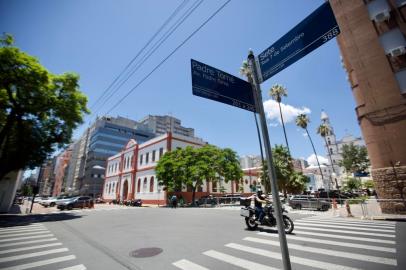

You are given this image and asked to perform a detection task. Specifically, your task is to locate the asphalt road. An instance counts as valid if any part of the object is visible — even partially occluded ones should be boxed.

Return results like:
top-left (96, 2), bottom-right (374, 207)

top-left (0, 208), bottom-right (406, 270)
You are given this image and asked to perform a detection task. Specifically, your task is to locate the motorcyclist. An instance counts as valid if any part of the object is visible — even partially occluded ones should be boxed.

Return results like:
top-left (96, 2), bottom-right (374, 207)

top-left (254, 189), bottom-right (266, 223)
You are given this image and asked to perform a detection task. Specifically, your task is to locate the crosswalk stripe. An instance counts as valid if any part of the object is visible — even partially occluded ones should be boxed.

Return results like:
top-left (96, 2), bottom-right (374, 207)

top-left (295, 223), bottom-right (395, 238)
top-left (298, 219), bottom-right (395, 229)
top-left (0, 248), bottom-right (69, 263)
top-left (301, 217), bottom-right (396, 227)
top-left (0, 230), bottom-right (49, 238)
top-left (0, 228), bottom-right (47, 236)
top-left (288, 228), bottom-right (396, 245)
top-left (295, 222), bottom-right (395, 233)
top-left (0, 238), bottom-right (58, 247)
top-left (0, 224), bottom-right (45, 232)
top-left (2, 255), bottom-right (76, 270)
top-left (243, 237), bottom-right (397, 266)
top-left (59, 264), bottom-right (86, 270)
top-left (172, 259), bottom-right (209, 270)
top-left (258, 232), bottom-right (396, 253)
top-left (0, 233), bottom-right (54, 242)
top-left (225, 243), bottom-right (358, 270)
top-left (0, 243), bottom-right (62, 254)
top-left (203, 250), bottom-right (278, 270)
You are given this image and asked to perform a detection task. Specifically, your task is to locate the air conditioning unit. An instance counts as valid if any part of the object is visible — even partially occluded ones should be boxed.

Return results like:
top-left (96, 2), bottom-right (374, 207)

top-left (390, 46), bottom-right (406, 57)
top-left (372, 10), bottom-right (390, 22)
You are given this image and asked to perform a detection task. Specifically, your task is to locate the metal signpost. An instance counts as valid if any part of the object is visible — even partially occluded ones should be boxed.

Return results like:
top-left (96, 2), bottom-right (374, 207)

top-left (191, 2), bottom-right (340, 270)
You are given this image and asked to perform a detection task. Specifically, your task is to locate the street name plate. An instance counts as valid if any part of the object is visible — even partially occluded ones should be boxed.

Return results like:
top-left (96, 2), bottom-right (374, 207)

top-left (258, 2), bottom-right (340, 82)
top-left (191, 59), bottom-right (256, 112)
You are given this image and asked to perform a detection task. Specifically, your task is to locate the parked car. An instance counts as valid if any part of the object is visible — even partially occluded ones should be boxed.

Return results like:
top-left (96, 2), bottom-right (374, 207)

top-left (56, 196), bottom-right (93, 210)
top-left (289, 195), bottom-right (330, 211)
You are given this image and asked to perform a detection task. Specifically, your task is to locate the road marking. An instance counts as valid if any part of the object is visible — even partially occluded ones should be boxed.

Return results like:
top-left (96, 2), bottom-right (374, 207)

top-left (301, 217), bottom-right (396, 227)
top-left (0, 233), bottom-right (54, 243)
top-left (225, 243), bottom-right (359, 270)
top-left (0, 230), bottom-right (49, 238)
top-left (0, 238), bottom-right (58, 247)
top-left (243, 237), bottom-right (397, 266)
top-left (295, 221), bottom-right (395, 233)
top-left (258, 232), bottom-right (396, 253)
top-left (0, 248), bottom-right (69, 263)
top-left (284, 228), bottom-right (396, 245)
top-left (295, 224), bottom-right (395, 238)
top-left (0, 243), bottom-right (62, 254)
top-left (59, 264), bottom-right (86, 270)
top-left (203, 250), bottom-right (278, 270)
top-left (0, 228), bottom-right (48, 236)
top-left (2, 255), bottom-right (76, 270)
top-left (172, 259), bottom-right (209, 270)
top-left (298, 219), bottom-right (395, 229)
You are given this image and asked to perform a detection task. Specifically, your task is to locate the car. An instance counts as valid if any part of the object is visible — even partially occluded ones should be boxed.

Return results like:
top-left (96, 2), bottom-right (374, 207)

top-left (38, 197), bottom-right (61, 207)
top-left (289, 195), bottom-right (330, 211)
top-left (56, 196), bottom-right (94, 210)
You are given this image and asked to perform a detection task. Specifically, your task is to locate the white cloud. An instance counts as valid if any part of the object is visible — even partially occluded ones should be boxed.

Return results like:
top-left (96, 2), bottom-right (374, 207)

top-left (264, 99), bottom-right (311, 126)
top-left (306, 154), bottom-right (328, 166)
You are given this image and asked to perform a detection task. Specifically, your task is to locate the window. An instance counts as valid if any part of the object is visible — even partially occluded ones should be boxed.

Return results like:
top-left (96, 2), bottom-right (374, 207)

top-left (142, 177), bottom-right (148, 192)
top-left (149, 176), bottom-right (154, 192)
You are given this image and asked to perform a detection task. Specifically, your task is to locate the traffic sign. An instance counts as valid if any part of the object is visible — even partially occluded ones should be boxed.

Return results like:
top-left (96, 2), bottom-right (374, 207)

top-left (191, 59), bottom-right (256, 112)
top-left (258, 2), bottom-right (340, 82)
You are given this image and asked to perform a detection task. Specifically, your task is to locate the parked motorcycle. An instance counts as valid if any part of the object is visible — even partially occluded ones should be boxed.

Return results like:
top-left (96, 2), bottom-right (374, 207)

top-left (240, 198), bottom-right (294, 233)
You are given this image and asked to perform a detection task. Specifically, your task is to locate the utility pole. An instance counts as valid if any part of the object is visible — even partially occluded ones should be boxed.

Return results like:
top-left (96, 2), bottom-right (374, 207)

top-left (248, 50), bottom-right (292, 270)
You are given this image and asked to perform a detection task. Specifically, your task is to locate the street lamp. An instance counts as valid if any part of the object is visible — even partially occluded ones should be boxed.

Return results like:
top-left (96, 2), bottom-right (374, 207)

top-left (92, 165), bottom-right (106, 200)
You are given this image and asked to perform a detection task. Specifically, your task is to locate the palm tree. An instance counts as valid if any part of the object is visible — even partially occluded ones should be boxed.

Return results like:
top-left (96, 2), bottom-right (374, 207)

top-left (240, 60), bottom-right (265, 166)
top-left (296, 113), bottom-right (324, 182)
top-left (269, 84), bottom-right (290, 153)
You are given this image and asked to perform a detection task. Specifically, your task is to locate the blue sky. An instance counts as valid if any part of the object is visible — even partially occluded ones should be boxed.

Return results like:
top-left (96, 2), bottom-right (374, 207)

top-left (0, 0), bottom-right (361, 162)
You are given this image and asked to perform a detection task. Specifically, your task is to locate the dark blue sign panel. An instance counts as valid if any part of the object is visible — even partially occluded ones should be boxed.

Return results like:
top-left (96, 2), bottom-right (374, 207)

top-left (191, 59), bottom-right (255, 112)
top-left (258, 2), bottom-right (340, 82)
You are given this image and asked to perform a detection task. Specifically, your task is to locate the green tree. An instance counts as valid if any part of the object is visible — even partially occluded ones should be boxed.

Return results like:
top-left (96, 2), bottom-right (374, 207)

top-left (269, 84), bottom-right (290, 153)
top-left (339, 143), bottom-right (370, 173)
top-left (0, 35), bottom-right (89, 180)
top-left (296, 114), bottom-right (324, 181)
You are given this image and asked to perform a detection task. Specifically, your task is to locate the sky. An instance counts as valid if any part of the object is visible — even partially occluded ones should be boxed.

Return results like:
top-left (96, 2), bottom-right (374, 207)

top-left (0, 0), bottom-right (361, 165)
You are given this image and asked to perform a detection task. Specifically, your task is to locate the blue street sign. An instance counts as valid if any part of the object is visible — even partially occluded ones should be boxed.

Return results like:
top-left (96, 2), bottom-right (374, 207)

top-left (258, 2), bottom-right (340, 82)
top-left (191, 59), bottom-right (255, 112)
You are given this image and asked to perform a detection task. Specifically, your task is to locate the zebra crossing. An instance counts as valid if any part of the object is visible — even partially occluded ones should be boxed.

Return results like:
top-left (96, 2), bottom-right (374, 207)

top-left (172, 216), bottom-right (398, 270)
top-left (0, 223), bottom-right (86, 270)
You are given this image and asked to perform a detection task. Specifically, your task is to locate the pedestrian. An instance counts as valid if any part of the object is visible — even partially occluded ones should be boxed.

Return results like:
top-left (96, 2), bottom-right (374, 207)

top-left (171, 194), bottom-right (178, 208)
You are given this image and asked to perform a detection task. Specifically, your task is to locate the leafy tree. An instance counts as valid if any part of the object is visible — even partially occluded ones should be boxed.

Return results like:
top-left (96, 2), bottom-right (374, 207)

top-left (269, 84), bottom-right (290, 153)
top-left (344, 177), bottom-right (362, 191)
top-left (155, 145), bottom-right (242, 203)
top-left (339, 143), bottom-right (369, 173)
top-left (0, 35), bottom-right (88, 180)
top-left (296, 113), bottom-right (324, 181)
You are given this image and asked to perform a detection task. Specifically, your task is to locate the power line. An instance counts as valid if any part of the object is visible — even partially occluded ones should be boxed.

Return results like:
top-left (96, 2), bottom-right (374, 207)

top-left (94, 0), bottom-right (203, 115)
top-left (90, 0), bottom-right (189, 111)
top-left (106, 0), bottom-right (231, 114)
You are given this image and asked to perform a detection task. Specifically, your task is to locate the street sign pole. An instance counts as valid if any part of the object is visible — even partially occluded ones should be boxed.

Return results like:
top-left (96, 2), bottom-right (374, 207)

top-left (248, 51), bottom-right (291, 270)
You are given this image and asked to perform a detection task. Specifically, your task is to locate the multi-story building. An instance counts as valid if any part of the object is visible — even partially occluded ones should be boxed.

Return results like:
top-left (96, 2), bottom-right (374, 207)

top-left (140, 115), bottom-right (195, 137)
top-left (330, 0), bottom-right (406, 213)
top-left (67, 116), bottom-right (155, 197)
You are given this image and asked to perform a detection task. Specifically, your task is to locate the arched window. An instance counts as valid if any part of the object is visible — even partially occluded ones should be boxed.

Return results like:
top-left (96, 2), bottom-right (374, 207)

top-left (142, 177), bottom-right (148, 192)
top-left (149, 176), bottom-right (154, 192)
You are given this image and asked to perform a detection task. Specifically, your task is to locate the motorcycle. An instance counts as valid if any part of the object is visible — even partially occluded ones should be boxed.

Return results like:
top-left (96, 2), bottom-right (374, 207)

top-left (240, 198), bottom-right (294, 234)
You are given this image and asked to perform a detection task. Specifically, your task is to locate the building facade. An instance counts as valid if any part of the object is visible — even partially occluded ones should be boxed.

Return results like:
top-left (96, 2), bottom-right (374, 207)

top-left (140, 115), bottom-right (195, 137)
top-left (330, 0), bottom-right (406, 213)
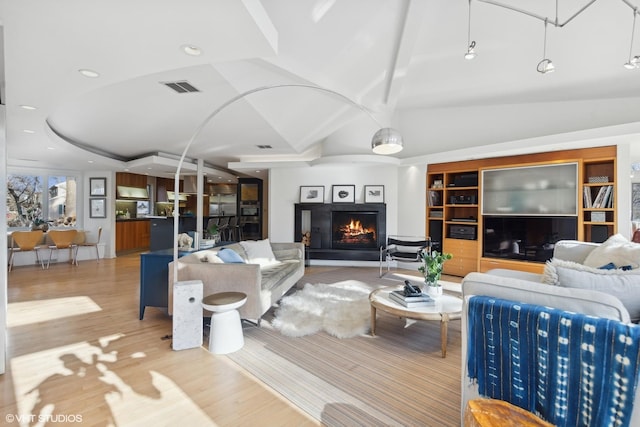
________________
WHAT THE TASK ASKS
Write out again, unchanged, everything from the line that contains "locate the green" through the line that contains "top-left (296, 114), bottom-right (324, 181)", including both of those lines.

RESULT
You are given this image and asked to perform a detection task. Specifically, your task is to locate the green tree. An instance counts as valid if any part of the object is visible — even partially occluded ones should be boxed.

Return results like:
top-left (96, 2), bottom-right (374, 207)

top-left (269, 84), bottom-right (290, 153)
top-left (339, 143), bottom-right (370, 173)
top-left (0, 35), bottom-right (89, 180)
top-left (296, 114), bottom-right (324, 181)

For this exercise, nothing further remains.